Prompt: The data beneath this task is to be duplicated exactly, in its entirety.

Collected data:
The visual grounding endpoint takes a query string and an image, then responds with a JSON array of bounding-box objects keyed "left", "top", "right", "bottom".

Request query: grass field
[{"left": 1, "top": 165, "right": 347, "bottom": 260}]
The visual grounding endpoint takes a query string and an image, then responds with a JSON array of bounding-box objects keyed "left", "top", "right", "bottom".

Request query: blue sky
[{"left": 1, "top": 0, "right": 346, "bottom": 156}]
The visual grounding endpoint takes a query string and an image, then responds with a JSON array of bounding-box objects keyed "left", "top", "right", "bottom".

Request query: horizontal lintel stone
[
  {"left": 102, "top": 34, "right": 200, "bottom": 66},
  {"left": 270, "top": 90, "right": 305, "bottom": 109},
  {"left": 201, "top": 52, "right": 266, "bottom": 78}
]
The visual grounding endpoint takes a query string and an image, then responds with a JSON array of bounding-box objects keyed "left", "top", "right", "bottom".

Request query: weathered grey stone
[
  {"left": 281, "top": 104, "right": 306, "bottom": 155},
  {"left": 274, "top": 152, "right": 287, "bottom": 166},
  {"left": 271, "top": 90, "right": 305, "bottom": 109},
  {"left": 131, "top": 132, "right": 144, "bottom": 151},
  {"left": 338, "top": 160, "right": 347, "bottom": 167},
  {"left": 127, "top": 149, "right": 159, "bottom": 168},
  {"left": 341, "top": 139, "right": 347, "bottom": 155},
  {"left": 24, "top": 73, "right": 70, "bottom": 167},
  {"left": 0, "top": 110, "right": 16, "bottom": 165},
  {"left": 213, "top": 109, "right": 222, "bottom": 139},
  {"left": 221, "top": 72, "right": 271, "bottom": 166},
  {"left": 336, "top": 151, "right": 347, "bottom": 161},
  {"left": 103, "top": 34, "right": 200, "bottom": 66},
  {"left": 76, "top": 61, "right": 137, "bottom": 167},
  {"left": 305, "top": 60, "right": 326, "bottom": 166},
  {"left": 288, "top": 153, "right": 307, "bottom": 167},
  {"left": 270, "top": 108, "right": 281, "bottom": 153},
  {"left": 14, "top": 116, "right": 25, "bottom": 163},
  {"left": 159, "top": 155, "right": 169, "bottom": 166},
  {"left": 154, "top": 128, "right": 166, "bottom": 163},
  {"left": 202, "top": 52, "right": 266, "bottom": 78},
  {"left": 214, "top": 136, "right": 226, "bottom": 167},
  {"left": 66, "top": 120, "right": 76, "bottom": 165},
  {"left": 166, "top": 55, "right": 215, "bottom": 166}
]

Answer section:
The visual grounding endpoint takes a query string and an image, then responds with a JSON array of bounding-box objects keyed "left", "top", "right", "bottom".

Request query: grass field
[{"left": 1, "top": 165, "right": 347, "bottom": 260}]
The visual grounding endpoint takes a query string and an image, then responds with a JSON array of bounding-box objects keyed "left", "top", "right", "bottom".

Request query: blue sky
[{"left": 1, "top": 0, "right": 346, "bottom": 156}]
The visual grounding endpoint takes a query string and an image, then responds with a JSON array of bounding-box objects keyed "left", "top", "right", "bottom".

Request query: horizontal lintel stone
[
  {"left": 102, "top": 34, "right": 200, "bottom": 66},
  {"left": 270, "top": 90, "right": 305, "bottom": 109},
  {"left": 201, "top": 52, "right": 266, "bottom": 78}
]
The visual grounding endpoint takes a query string and an image, then responds with a JSON array of bounding-box objects keyed "left", "top", "right", "bottom".

Request query: weathered grey stone
[
  {"left": 281, "top": 104, "right": 306, "bottom": 155},
  {"left": 274, "top": 152, "right": 287, "bottom": 166},
  {"left": 271, "top": 90, "right": 305, "bottom": 109},
  {"left": 131, "top": 132, "right": 144, "bottom": 151},
  {"left": 338, "top": 160, "right": 347, "bottom": 167},
  {"left": 127, "top": 149, "right": 159, "bottom": 168},
  {"left": 341, "top": 139, "right": 347, "bottom": 155},
  {"left": 24, "top": 73, "right": 70, "bottom": 167},
  {"left": 0, "top": 110, "right": 16, "bottom": 165},
  {"left": 213, "top": 109, "right": 222, "bottom": 139},
  {"left": 221, "top": 72, "right": 271, "bottom": 166},
  {"left": 336, "top": 151, "right": 347, "bottom": 161},
  {"left": 103, "top": 34, "right": 200, "bottom": 66},
  {"left": 76, "top": 61, "right": 137, "bottom": 167},
  {"left": 305, "top": 60, "right": 326, "bottom": 166},
  {"left": 288, "top": 153, "right": 307, "bottom": 167},
  {"left": 270, "top": 108, "right": 281, "bottom": 153},
  {"left": 14, "top": 116, "right": 25, "bottom": 163},
  {"left": 159, "top": 155, "right": 169, "bottom": 166},
  {"left": 154, "top": 128, "right": 166, "bottom": 163},
  {"left": 202, "top": 52, "right": 266, "bottom": 78},
  {"left": 214, "top": 136, "right": 226, "bottom": 167},
  {"left": 66, "top": 120, "right": 76, "bottom": 165},
  {"left": 166, "top": 55, "right": 215, "bottom": 166}
]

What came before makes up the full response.